**Record set:**
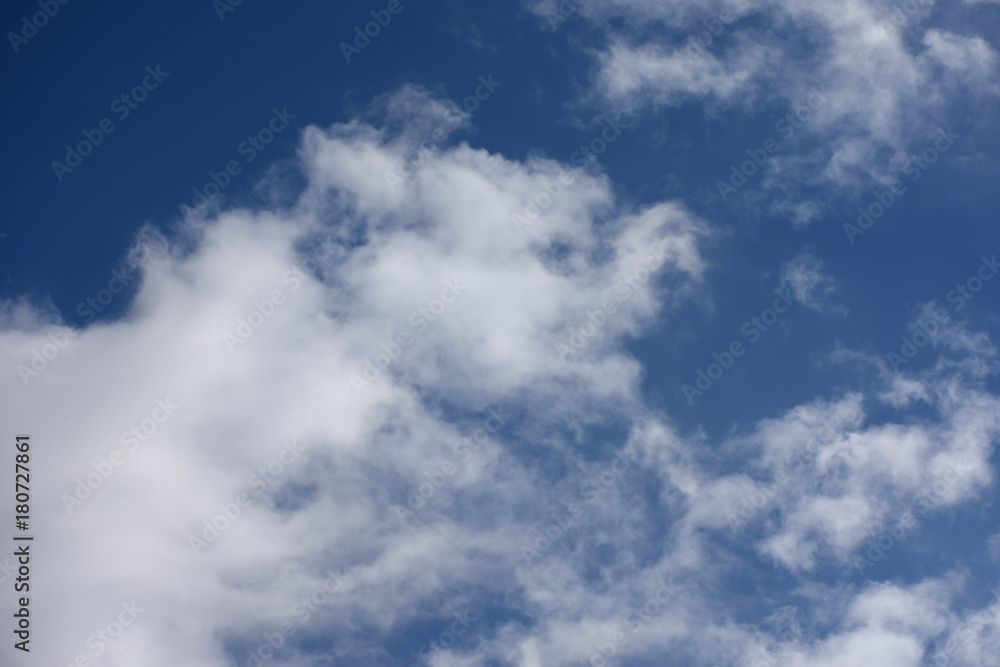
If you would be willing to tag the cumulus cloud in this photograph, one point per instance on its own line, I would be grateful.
(391, 422)
(887, 74)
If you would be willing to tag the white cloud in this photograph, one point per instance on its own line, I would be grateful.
(651, 528)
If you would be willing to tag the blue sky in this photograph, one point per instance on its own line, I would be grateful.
(703, 290)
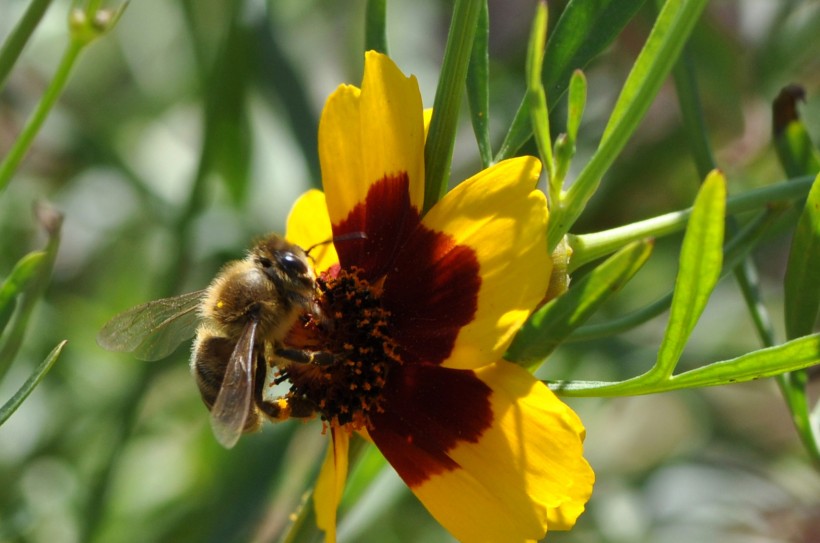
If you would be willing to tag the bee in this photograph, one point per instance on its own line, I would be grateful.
(240, 321)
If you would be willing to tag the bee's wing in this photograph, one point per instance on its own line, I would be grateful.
(233, 403)
(154, 329)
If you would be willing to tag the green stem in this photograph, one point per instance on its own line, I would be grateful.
(796, 354)
(736, 251)
(589, 247)
(668, 35)
(438, 151)
(14, 44)
(26, 138)
(375, 26)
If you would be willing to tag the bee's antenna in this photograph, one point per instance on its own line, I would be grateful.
(343, 237)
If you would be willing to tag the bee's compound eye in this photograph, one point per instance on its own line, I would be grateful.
(293, 265)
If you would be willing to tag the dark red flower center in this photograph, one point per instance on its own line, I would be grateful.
(353, 328)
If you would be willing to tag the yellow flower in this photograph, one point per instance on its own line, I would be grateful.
(418, 311)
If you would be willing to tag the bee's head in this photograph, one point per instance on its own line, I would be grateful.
(286, 265)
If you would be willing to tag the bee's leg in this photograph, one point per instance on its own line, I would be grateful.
(303, 356)
(281, 408)
(287, 407)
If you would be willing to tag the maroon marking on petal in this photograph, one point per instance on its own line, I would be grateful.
(431, 292)
(428, 410)
(387, 218)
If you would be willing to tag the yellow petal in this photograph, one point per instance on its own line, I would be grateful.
(367, 134)
(503, 219)
(308, 226)
(523, 472)
(331, 483)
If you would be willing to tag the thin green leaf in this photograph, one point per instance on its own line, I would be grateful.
(576, 103)
(660, 52)
(701, 259)
(794, 355)
(34, 379)
(375, 26)
(478, 87)
(552, 324)
(28, 297)
(565, 143)
(537, 99)
(17, 39)
(582, 32)
(589, 247)
(799, 156)
(794, 147)
(802, 283)
(692, 114)
(22, 273)
(438, 150)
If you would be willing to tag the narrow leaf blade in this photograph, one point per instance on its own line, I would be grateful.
(549, 326)
(34, 379)
(701, 259)
(802, 283)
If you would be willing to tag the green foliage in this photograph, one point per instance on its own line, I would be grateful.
(174, 147)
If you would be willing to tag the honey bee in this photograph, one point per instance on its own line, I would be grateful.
(240, 321)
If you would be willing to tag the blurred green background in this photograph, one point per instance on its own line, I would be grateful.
(191, 128)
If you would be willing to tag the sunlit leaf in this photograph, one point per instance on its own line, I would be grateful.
(375, 26)
(478, 87)
(660, 52)
(701, 259)
(802, 283)
(34, 379)
(438, 149)
(794, 355)
(582, 32)
(550, 325)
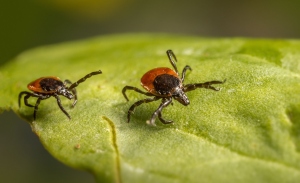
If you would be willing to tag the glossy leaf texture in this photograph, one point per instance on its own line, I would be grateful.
(249, 131)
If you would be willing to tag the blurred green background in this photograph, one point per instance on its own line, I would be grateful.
(31, 23)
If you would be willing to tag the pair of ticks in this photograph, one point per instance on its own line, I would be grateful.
(160, 83)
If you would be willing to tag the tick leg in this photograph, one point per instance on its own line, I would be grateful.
(73, 90)
(184, 71)
(83, 79)
(136, 104)
(172, 59)
(61, 107)
(135, 89)
(207, 85)
(36, 107)
(165, 104)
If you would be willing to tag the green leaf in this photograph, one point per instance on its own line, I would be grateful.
(249, 131)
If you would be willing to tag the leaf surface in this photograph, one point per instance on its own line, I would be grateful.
(249, 131)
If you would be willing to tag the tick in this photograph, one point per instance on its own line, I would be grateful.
(46, 87)
(165, 84)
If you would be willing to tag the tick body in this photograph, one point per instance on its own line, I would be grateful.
(46, 87)
(165, 84)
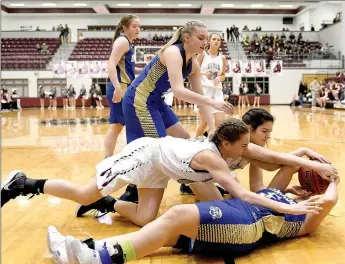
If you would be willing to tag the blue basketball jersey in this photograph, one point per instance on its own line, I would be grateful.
(126, 66)
(153, 81)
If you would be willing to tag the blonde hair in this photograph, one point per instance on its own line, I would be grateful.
(178, 36)
(125, 21)
(209, 39)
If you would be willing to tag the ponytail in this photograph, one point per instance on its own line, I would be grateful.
(125, 21)
(175, 39)
(188, 28)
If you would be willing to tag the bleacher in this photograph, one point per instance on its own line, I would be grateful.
(22, 54)
(100, 48)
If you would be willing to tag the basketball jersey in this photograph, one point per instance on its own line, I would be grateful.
(176, 155)
(214, 65)
(126, 66)
(153, 81)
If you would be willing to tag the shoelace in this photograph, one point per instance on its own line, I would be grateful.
(96, 211)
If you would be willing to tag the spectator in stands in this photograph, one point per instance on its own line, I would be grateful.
(236, 33)
(92, 96)
(65, 97)
(270, 54)
(44, 48)
(302, 91)
(82, 96)
(66, 32)
(5, 104)
(71, 96)
(42, 95)
(228, 34)
(155, 37)
(336, 19)
(15, 101)
(313, 87)
(98, 93)
(52, 98)
(257, 93)
(161, 38)
(38, 48)
(232, 33)
(227, 91)
(323, 97)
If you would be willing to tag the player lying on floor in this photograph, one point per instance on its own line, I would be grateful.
(217, 228)
(150, 163)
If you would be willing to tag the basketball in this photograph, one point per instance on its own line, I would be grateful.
(311, 181)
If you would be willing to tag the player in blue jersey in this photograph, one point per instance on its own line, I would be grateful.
(146, 113)
(121, 66)
(219, 228)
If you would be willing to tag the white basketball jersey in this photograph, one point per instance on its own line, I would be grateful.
(214, 65)
(176, 155)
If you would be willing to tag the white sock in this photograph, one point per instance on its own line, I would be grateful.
(99, 245)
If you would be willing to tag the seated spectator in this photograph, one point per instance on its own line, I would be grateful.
(44, 48)
(155, 37)
(336, 19)
(38, 48)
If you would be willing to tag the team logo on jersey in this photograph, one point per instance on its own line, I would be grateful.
(215, 212)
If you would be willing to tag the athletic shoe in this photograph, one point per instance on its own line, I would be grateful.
(185, 190)
(56, 246)
(78, 252)
(104, 205)
(130, 195)
(17, 184)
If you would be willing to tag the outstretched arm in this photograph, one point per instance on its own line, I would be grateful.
(173, 61)
(195, 81)
(211, 162)
(326, 171)
(328, 201)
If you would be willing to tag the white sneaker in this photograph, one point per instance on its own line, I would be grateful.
(56, 246)
(78, 252)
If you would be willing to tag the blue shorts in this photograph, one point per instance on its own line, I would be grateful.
(116, 113)
(225, 227)
(236, 227)
(149, 121)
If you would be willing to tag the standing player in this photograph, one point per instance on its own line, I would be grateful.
(212, 75)
(146, 114)
(121, 67)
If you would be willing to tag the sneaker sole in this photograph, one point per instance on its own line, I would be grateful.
(77, 209)
(69, 250)
(56, 260)
(9, 178)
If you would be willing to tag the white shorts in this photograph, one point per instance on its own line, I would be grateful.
(169, 98)
(214, 93)
(137, 163)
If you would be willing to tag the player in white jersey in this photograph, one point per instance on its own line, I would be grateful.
(212, 70)
(151, 162)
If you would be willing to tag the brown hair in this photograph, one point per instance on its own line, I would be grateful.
(125, 21)
(188, 28)
(231, 130)
(209, 39)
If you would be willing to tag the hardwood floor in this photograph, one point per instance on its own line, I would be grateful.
(67, 144)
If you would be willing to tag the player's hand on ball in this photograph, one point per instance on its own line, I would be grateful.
(312, 205)
(223, 106)
(316, 156)
(297, 190)
(117, 96)
(326, 171)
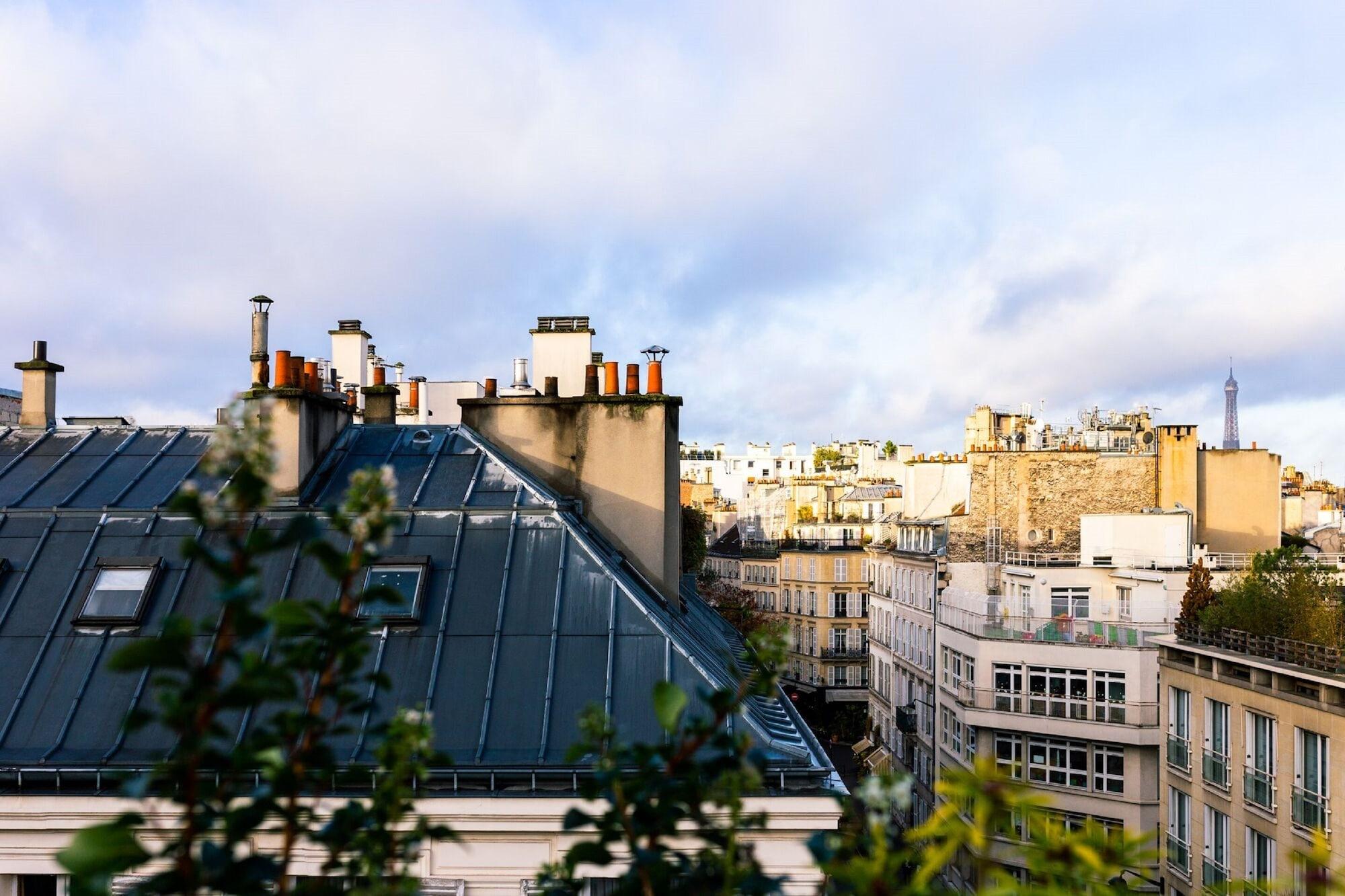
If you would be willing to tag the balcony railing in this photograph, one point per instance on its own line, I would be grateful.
(1260, 788)
(1179, 752)
(1040, 559)
(1215, 874)
(1311, 810)
(1061, 630)
(1056, 706)
(1179, 854)
(845, 653)
(1299, 653)
(1215, 768)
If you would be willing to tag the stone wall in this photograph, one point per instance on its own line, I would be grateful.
(1039, 495)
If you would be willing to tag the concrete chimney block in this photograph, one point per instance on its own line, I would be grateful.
(40, 389)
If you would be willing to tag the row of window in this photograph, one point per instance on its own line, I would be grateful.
(1260, 849)
(1261, 770)
(1063, 763)
(852, 604)
(840, 568)
(913, 587)
(761, 573)
(122, 588)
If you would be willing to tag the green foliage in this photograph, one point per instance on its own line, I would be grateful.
(1200, 592)
(696, 526)
(294, 671)
(738, 606)
(673, 814)
(824, 456)
(1281, 596)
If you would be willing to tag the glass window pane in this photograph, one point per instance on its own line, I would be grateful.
(116, 592)
(404, 580)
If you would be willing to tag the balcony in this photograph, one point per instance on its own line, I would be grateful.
(1311, 810)
(1056, 706)
(1215, 770)
(845, 653)
(1260, 788)
(1061, 630)
(1179, 856)
(1215, 876)
(1179, 752)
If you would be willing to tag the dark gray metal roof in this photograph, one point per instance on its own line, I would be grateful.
(528, 614)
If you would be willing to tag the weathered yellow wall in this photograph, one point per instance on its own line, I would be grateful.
(1239, 499)
(618, 454)
(1046, 491)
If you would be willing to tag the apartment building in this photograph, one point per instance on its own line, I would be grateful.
(1247, 776)
(905, 575)
(824, 600)
(540, 563)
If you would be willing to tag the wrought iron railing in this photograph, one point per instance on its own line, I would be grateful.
(1179, 854)
(845, 653)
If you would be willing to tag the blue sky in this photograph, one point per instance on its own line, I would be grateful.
(844, 220)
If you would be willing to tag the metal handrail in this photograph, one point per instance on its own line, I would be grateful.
(1311, 810)
(1179, 751)
(1133, 715)
(1260, 788)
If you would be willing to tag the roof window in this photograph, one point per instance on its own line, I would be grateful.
(393, 589)
(120, 589)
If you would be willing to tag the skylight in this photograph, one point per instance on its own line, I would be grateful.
(118, 594)
(404, 579)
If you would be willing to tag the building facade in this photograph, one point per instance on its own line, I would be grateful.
(824, 600)
(1247, 776)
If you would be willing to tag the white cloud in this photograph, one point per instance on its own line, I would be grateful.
(844, 220)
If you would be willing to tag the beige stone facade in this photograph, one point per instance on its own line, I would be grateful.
(824, 600)
(1249, 775)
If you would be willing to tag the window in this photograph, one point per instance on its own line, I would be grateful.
(1179, 728)
(1217, 848)
(1124, 596)
(1070, 602)
(1109, 770)
(1009, 755)
(393, 589)
(119, 589)
(1260, 775)
(1261, 860)
(1215, 766)
(1179, 830)
(1058, 762)
(1311, 767)
(1110, 696)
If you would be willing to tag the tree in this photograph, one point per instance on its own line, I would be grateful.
(1284, 595)
(738, 606)
(1200, 592)
(696, 526)
(824, 456)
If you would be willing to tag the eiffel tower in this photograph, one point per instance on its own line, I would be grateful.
(1231, 409)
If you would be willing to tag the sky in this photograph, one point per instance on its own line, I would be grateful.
(843, 220)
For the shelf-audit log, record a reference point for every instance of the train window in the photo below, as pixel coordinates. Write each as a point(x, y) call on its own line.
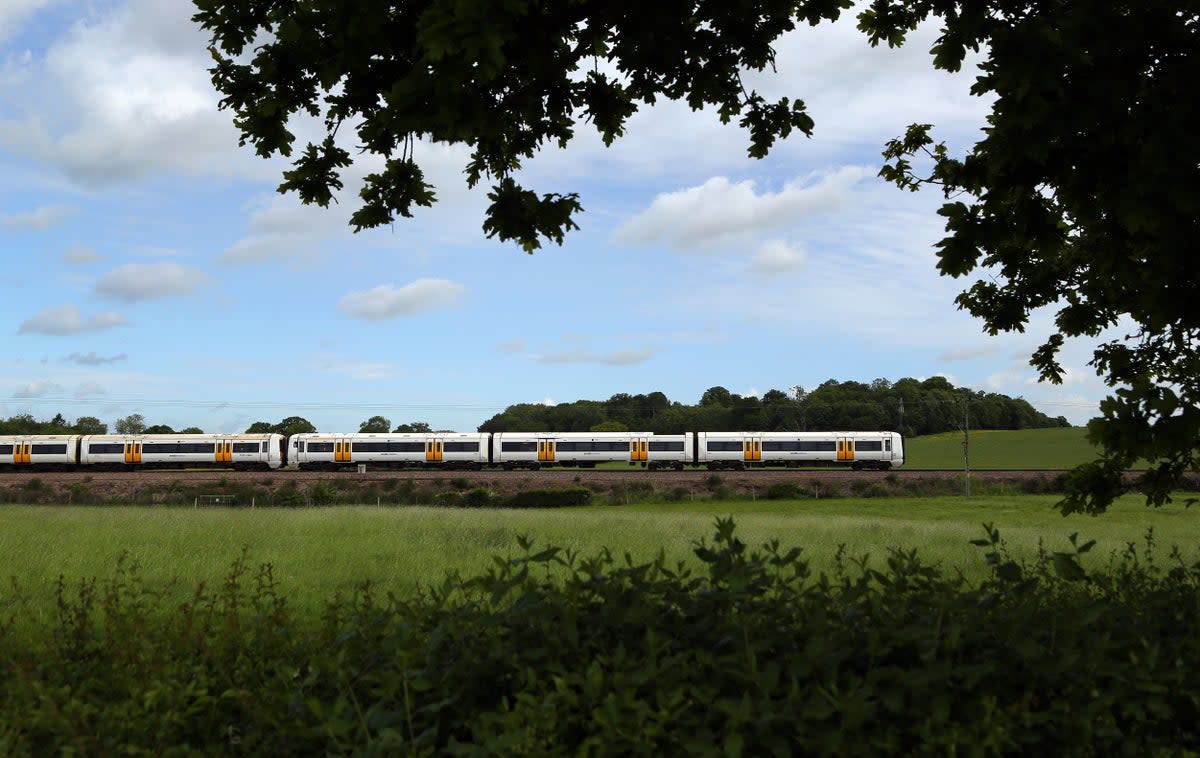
point(101, 449)
point(161, 449)
point(725, 446)
point(507, 446)
point(406, 446)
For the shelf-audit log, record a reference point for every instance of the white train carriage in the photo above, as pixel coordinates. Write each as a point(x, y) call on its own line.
point(238, 451)
point(532, 450)
point(45, 451)
point(453, 450)
point(857, 450)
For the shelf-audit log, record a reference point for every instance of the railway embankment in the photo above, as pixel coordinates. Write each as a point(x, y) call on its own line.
point(419, 487)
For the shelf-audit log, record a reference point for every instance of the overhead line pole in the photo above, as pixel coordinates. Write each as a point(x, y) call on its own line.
point(966, 449)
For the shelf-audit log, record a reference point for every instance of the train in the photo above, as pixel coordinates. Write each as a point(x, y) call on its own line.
point(453, 450)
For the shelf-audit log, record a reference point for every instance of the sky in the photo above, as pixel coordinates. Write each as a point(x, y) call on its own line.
point(151, 266)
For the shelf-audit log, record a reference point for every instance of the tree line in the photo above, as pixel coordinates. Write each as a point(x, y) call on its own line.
point(909, 405)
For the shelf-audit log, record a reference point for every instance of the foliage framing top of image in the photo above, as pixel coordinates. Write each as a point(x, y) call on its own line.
point(503, 78)
point(1080, 197)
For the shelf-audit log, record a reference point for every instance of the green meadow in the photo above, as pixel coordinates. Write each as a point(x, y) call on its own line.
point(1002, 450)
point(319, 552)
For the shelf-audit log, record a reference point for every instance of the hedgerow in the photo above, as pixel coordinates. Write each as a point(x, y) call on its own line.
point(552, 653)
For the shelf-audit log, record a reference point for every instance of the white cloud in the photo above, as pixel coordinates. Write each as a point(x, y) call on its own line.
point(365, 371)
point(718, 211)
point(39, 220)
point(777, 257)
point(389, 301)
point(15, 12)
point(37, 389)
point(513, 347)
point(79, 254)
point(136, 282)
point(967, 354)
point(91, 359)
point(130, 96)
point(625, 356)
point(89, 389)
point(282, 228)
point(67, 319)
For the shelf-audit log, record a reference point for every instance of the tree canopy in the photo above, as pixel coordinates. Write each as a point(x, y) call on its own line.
point(910, 405)
point(1081, 197)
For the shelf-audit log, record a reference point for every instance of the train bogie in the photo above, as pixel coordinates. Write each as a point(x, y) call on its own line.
point(390, 450)
point(238, 451)
point(532, 450)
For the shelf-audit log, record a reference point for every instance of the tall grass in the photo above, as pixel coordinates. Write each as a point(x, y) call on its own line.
point(318, 552)
point(1000, 450)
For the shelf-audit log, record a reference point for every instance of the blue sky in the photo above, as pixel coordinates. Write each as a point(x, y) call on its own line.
point(151, 268)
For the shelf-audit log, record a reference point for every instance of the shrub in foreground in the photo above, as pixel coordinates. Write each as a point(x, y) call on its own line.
point(550, 653)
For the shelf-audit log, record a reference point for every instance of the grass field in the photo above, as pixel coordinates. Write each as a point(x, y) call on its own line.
point(1013, 450)
point(318, 552)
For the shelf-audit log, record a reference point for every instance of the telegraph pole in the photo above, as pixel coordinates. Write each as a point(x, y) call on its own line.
point(966, 449)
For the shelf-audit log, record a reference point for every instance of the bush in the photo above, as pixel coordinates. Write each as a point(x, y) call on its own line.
point(550, 653)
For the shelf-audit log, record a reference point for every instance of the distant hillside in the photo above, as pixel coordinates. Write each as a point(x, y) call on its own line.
point(1023, 449)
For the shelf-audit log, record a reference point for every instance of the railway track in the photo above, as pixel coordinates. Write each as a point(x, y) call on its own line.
point(750, 481)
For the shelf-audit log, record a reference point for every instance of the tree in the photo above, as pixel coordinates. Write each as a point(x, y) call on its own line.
point(415, 427)
point(499, 78)
point(610, 426)
point(90, 425)
point(1080, 198)
point(375, 423)
point(293, 425)
point(133, 423)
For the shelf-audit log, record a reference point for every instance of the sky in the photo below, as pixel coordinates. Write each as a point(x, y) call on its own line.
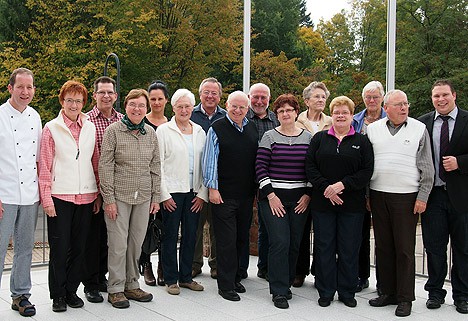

**Problem details:** Pick out each line above that contains the word "green", and copy those lines out in full.

**Completed exercise:**
If you would be willing to tag the green stem in this photograph, one point per instance on its own line, I would be grateful.
If you would be willing to tag the thin green leaf in this photograph, one point per instance on its own line, I would be grateful.
If you would be willing to tag the green foliage in this photograph, one point per instance on its own line, I would be grateful.
If you would be willing to tag the blurred green background in this photograph, one point per instance on its own line, I would be grateful.
If you would be willing to tag the blurred green background in this photograph, one point per instance on its own line, I would be grateful.
If you would be willing to tag the green leaf in this photograph, one point per instance on its own line, I would be grateful.
If you would be willing to tag the green foliage in this photograph, one point per instance on its own line, I would be grateful.
For the shelf-audit log, record a reference point for every instance of the green meadow in the photo above, as pixel coordinates. Write each as a point(x, y) call on its own line.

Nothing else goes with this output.